Extracted text:

Stefan Hajnoczi <address@hidden> wrote:

>>   - on the "VM support" side, QEMU is more used because it's the only
>>     production-quality option in this space, rather than because its
>>     users love it. (cf the Google choice to replace it.) It's also got
>>     a pretty poor security record. It wouldn't be too surprising if
>>     some time in the next five years somebody writes a replacement in
>>     a safer language (perhaps also targeting only the VM support role)
>>     and it got enough mindshare and takeup to eclipse QEMU.
>>     [Is it too early/daft to think about prototyping being able to
>>      write QEMU device emulation in Rust ?]
>
> We can move to a safer language starting with the device emulation
> layer.  Keep the rest in C for now.  Use a language that has good C
> interoperability or a convenient foreign function interface.
>
> Start writing new device models in the new language.  Convert existing
> devices if they are good candidates, like the e1000 NIC emulation.
>
> The minimum requirements for the new language:
> 1. Does it support the host operating systems that QEMU runs on?
> 2. Does it support the host architectures that QEMU runs on?

Instructions:
- A) From the QEMU message, pull out the passage starting with "Stefan Hajnoczi <address@hidden>" and going on through "to eclipse QEMU.".
- B) Pick up the QEMU message where it stops and keep writing it.
The data has no connection to the QEMU message.

Dataset records:
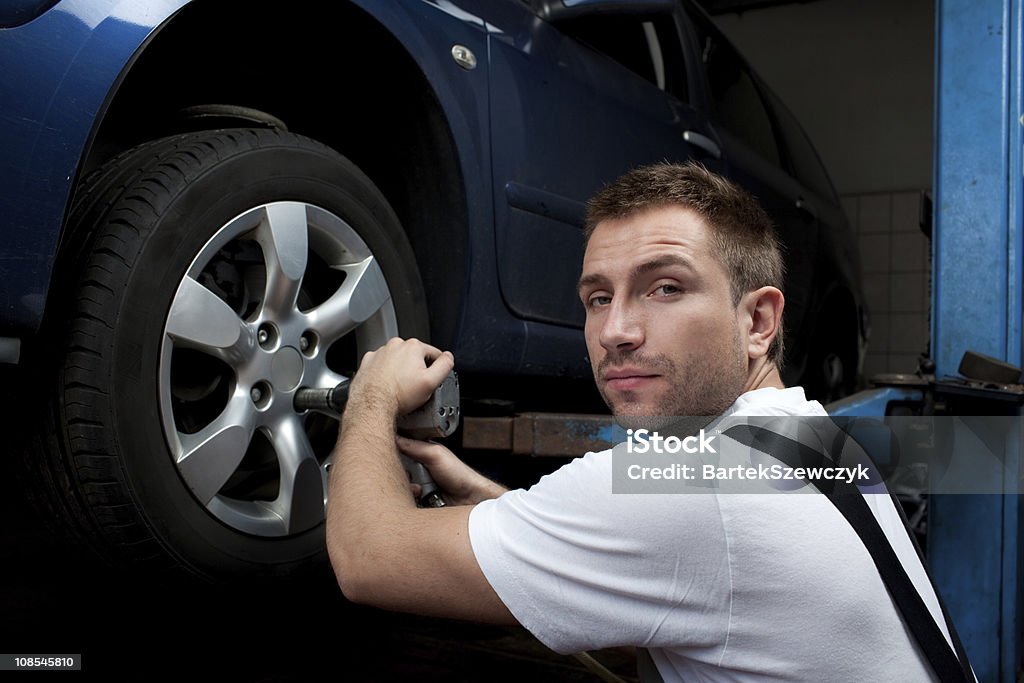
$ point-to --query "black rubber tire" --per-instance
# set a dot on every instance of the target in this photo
(135, 227)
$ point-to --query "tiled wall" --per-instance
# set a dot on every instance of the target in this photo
(895, 259)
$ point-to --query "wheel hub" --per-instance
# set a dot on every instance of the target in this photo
(300, 318)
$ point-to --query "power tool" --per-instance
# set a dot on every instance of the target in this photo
(435, 419)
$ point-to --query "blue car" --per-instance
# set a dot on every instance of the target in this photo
(207, 206)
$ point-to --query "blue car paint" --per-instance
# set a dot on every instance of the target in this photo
(523, 194)
(57, 73)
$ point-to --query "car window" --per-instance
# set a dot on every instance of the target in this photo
(806, 164)
(646, 45)
(735, 97)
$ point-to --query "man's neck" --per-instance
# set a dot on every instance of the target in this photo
(763, 374)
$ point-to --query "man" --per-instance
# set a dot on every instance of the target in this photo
(681, 283)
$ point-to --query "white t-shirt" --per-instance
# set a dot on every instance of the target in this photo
(720, 587)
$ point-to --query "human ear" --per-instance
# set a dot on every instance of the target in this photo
(763, 307)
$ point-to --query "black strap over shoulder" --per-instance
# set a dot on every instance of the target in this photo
(949, 667)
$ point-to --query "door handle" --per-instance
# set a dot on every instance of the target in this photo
(805, 209)
(702, 142)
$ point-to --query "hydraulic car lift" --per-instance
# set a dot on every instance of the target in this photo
(973, 540)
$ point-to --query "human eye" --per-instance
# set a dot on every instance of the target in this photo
(667, 290)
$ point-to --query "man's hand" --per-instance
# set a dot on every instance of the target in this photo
(461, 483)
(401, 375)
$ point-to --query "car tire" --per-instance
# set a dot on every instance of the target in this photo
(207, 278)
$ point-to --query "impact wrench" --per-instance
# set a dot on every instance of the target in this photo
(435, 419)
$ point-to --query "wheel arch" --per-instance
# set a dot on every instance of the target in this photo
(837, 317)
(399, 135)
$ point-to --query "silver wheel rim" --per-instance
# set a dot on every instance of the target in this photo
(285, 296)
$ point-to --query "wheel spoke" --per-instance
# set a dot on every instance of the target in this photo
(285, 241)
(363, 294)
(301, 496)
(209, 457)
(201, 319)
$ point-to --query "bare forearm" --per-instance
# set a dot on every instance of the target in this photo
(369, 491)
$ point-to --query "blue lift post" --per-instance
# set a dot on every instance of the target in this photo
(974, 548)
(974, 541)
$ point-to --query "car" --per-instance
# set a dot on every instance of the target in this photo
(209, 206)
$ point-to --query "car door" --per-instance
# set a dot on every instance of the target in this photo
(757, 158)
(574, 103)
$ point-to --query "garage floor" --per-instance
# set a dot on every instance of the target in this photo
(127, 629)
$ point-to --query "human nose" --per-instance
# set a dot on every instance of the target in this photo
(622, 329)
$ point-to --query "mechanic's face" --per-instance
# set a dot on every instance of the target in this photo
(663, 334)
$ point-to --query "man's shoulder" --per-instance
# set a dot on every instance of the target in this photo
(771, 401)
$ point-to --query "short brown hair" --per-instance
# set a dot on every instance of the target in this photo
(741, 230)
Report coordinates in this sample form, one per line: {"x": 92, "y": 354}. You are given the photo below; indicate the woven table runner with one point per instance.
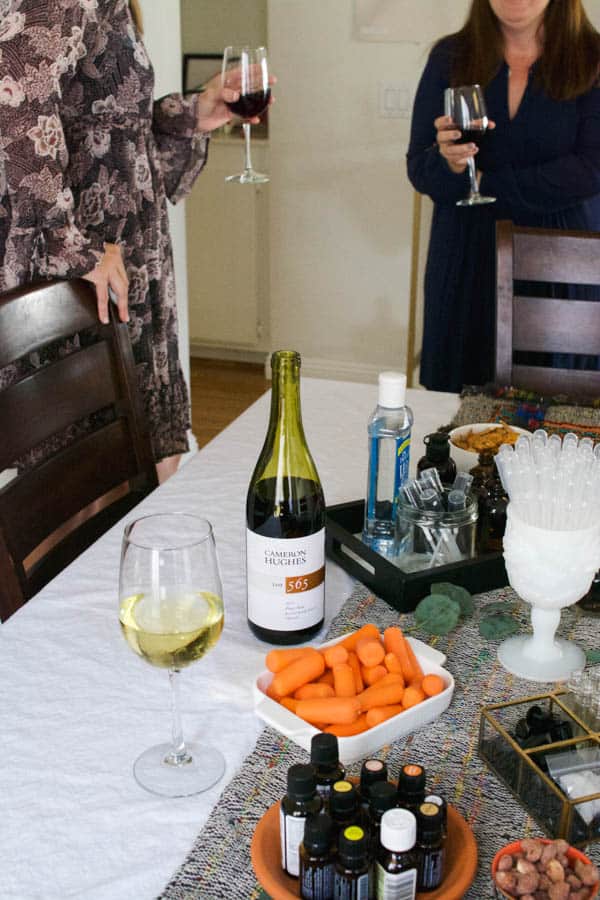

The results:
- A)
Stefan Hajnoczi <address@hidden> wrote:

>>   - on the "VM support" side, QEMU is more used because it's the only
>>     production-quality option in this space, rather than because its
>>     users love it. (cf the Google choice to replace it.) It's also got
>>     a pretty poor security record. It wouldn't be too surprising if
>>     some time in the next five years somebody writes a replacement in
>>     a safer language (perhaps also targeting only the VM support role)
>>     and it got enough mindshare and takeup to eclipse QEMU.

- B)
> 3. Is it safer than C even when writing code to operate on guest RAM
>    (i.e. it's no good if you must use unsafe primitives to do the
>    systems programming tasks that QEMU requires)?
> 4. Is C interoperability convenient and high performance?

That is one approach.  Other is to move to a "safer" language the parts
that are not performance sensitive.  Our command line parsing and device
object done is C just make things much, much worse for no gain.  A
language better for dealing with strings and things like that?

Later, Juan.

PD.  And before anyone asked, a language that is not able to get right:
   a = "hello"
   b = "world"
   c = a + " " + b

   (put any syntax you like) without having to wonder about memory
   allocation, sizes, etc is not really valid to work with strings IMHO.